WHAT IS BEING ASKED
Restate all of the data exactly.

--------------------

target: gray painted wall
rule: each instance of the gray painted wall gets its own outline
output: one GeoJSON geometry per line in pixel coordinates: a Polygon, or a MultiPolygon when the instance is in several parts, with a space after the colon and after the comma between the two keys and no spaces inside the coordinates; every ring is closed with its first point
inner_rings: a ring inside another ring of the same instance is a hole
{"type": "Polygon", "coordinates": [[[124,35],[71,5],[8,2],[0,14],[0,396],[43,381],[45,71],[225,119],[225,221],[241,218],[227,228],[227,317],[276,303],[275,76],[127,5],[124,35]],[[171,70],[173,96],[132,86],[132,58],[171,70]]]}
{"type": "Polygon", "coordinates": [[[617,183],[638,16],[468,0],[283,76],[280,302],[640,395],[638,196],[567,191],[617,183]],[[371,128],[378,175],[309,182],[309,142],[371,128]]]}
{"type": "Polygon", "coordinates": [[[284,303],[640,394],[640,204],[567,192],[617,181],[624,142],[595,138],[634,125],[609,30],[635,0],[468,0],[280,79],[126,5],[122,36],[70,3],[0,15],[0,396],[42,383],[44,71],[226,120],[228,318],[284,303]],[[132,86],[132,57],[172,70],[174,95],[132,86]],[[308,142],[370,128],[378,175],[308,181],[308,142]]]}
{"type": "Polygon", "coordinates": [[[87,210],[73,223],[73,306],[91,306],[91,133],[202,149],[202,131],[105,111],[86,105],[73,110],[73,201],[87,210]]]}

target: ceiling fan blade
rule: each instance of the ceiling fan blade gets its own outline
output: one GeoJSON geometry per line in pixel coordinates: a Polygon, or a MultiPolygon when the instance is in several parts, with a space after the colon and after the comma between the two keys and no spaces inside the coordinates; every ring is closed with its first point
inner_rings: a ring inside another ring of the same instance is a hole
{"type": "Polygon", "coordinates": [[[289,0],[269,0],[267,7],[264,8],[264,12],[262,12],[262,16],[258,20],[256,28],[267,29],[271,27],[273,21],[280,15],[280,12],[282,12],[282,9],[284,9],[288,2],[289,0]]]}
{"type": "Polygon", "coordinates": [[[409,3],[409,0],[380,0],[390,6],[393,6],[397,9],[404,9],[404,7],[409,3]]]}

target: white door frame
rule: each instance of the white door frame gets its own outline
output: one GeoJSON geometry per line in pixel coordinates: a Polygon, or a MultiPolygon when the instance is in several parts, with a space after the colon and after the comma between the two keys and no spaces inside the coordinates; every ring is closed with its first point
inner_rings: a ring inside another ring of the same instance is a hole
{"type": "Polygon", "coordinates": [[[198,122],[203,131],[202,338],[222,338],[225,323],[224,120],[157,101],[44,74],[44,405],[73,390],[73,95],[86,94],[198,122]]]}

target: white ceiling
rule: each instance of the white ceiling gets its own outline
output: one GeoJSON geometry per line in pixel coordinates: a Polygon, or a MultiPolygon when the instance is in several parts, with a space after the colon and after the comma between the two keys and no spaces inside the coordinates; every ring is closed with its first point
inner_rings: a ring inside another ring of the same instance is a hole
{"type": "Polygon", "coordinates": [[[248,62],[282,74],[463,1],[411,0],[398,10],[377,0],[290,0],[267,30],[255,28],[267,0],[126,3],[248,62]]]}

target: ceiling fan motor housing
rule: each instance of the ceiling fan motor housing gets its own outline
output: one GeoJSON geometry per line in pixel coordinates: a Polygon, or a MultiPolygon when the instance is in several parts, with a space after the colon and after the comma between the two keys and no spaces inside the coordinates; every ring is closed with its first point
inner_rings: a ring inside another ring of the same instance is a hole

--------------------

EXPECTED ANSWER
target: gray painted wall
rule: each instance of the gray painted wall gets its own outline
output: one GeoJSON geometry per line in pixel coordinates: a Polygon, or a MultiPolygon when the instance is in several parts, with a space after the colon and after the comma between the two keys and no spaces inside the coordinates; every ring is closed with its first point
inner_rings: a ring inside another ring of the same instance is a hole
{"type": "Polygon", "coordinates": [[[124,35],[71,5],[8,2],[0,14],[0,396],[43,381],[45,71],[225,119],[225,221],[241,218],[227,228],[227,317],[276,303],[275,76],[127,5],[124,35]],[[171,70],[173,96],[132,86],[132,58],[171,70]]]}
{"type": "Polygon", "coordinates": [[[617,183],[638,16],[468,0],[283,76],[280,302],[640,395],[638,196],[567,191],[617,183]],[[371,128],[378,175],[309,182],[309,142],[371,128]]]}
{"type": "Polygon", "coordinates": [[[284,303],[640,394],[640,204],[567,192],[617,181],[624,142],[595,138],[634,125],[609,30],[635,0],[468,0],[280,79],[126,5],[122,36],[70,3],[0,15],[0,396],[42,383],[44,71],[226,120],[228,318],[284,303]],[[132,86],[132,57],[172,70],[174,95],[132,86]],[[308,142],[370,128],[378,175],[308,181],[308,142]]]}
{"type": "Polygon", "coordinates": [[[87,210],[73,223],[73,306],[91,306],[91,133],[202,149],[202,131],[105,111],[86,105],[73,110],[73,201],[87,210]]]}

target: ceiling fan blade
rule: each instance of the ceiling fan blade gets its own outline
output: one GeoJSON geometry per line in pixel coordinates: a Polygon, or a MultiPolygon when the instance is in several parts, with a space after the colon and after the comma between the two keys and no spaces inside the coordinates; every ring is closed with its first point
inner_rings: a ring inside another ring of the same instance is a hole
{"type": "Polygon", "coordinates": [[[289,0],[269,0],[267,7],[264,8],[264,12],[262,12],[262,16],[258,20],[256,28],[267,29],[271,27],[273,21],[280,15],[280,12],[282,12],[282,9],[284,9],[288,2],[289,0]]]}
{"type": "Polygon", "coordinates": [[[409,3],[409,0],[380,0],[390,6],[393,6],[397,9],[404,9],[404,7],[409,3]]]}

target: white door frame
rule: each instance of the white door frame gets its own outline
output: one GeoJSON geometry per line in pixel coordinates: a Polygon, or a MultiPolygon when the instance is in several parts, with a space after the colon and after the comma between the two keys and no spaces inside the coordinates; every ring is closed with its first point
inner_rings: a ring inside another ring of the same instance is a hole
{"type": "Polygon", "coordinates": [[[198,122],[203,131],[202,338],[222,338],[225,323],[224,120],[157,101],[44,74],[44,405],[73,390],[73,95],[86,94],[198,122]]]}

target: white ceiling
rule: each instance of the white ceiling gets its own outline
output: one GeoJSON geometry per line in pixel coordinates: a Polygon, or a MultiPolygon when the instance is in several parts, with a space after the colon and after the comma between the two keys and no spaces inside the coordinates; every ring is closed with its first point
inner_rings: a ring inside another ring of the same instance is a hole
{"type": "Polygon", "coordinates": [[[248,62],[282,74],[463,1],[411,0],[398,10],[377,0],[290,0],[267,30],[255,28],[267,0],[126,3],[248,62]]]}

target: ceiling fan motor housing
rule: each instance of the ceiling fan motor housing gets its own outline
output: one GeoJSON geometry per line in pixel coordinates: a Polygon, or a MultiPolygon when the instance is in several parts, with a space after the colon and after the comma between the two keys and no spaces inside the coordinates; every ring is closed with its first point
inner_rings: a ring inside another ring of the same instance is a hole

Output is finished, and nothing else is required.